Material supplied:

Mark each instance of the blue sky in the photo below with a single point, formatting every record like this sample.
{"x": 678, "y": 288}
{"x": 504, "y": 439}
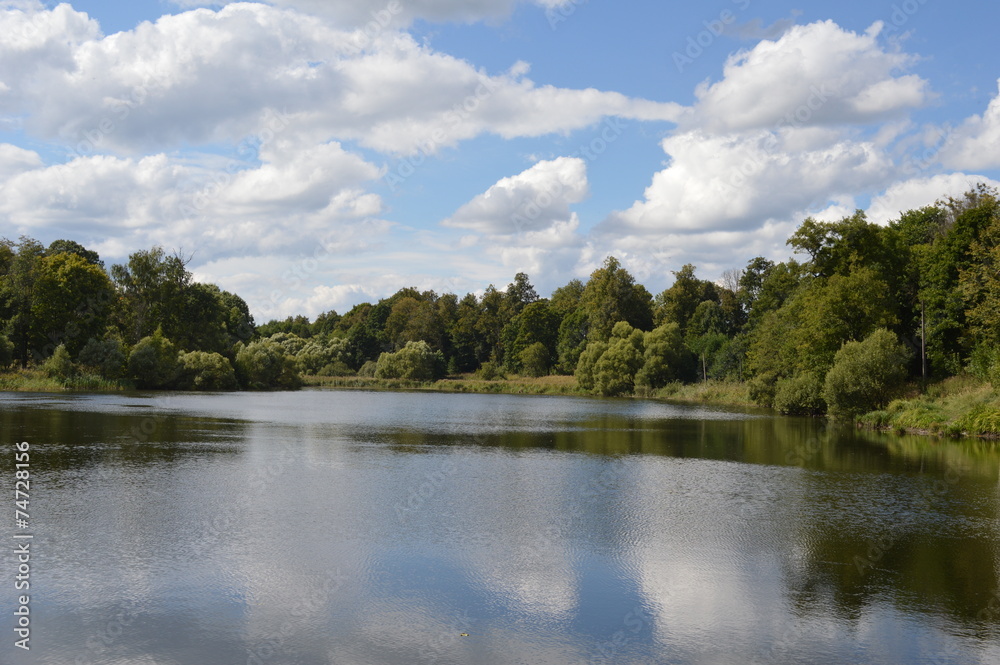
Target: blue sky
{"x": 310, "y": 154}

Work required:
From the first line to the last, write out the data above exactly. Omit the pictures.

Result for this task:
Mark each instance of the blue sky in the photo below with a single point, formatting every record like this sample.
{"x": 678, "y": 288}
{"x": 504, "y": 439}
Target: blue sky
{"x": 310, "y": 154}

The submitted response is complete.